_The exercise_.
Copy out each line of the entries below that contains the string "body", and list them in order.

_Data to process_.

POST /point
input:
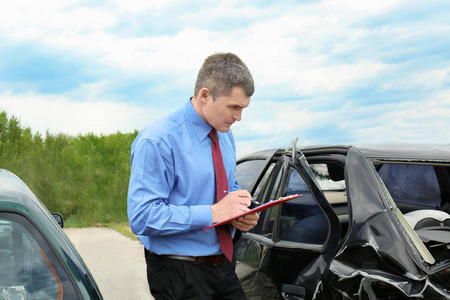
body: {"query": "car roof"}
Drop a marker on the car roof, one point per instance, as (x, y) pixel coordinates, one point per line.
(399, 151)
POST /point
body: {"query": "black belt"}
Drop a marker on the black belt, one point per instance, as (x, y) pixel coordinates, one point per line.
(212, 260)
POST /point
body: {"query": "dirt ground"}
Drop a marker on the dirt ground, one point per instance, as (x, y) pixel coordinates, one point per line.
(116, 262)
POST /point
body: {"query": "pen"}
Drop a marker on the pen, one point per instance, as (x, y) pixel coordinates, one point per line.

_Response for this exercise_.
body: {"query": "car roof"}
body: {"query": "black belt"}
body: {"query": "dirt ground"}
body: {"query": "pen"}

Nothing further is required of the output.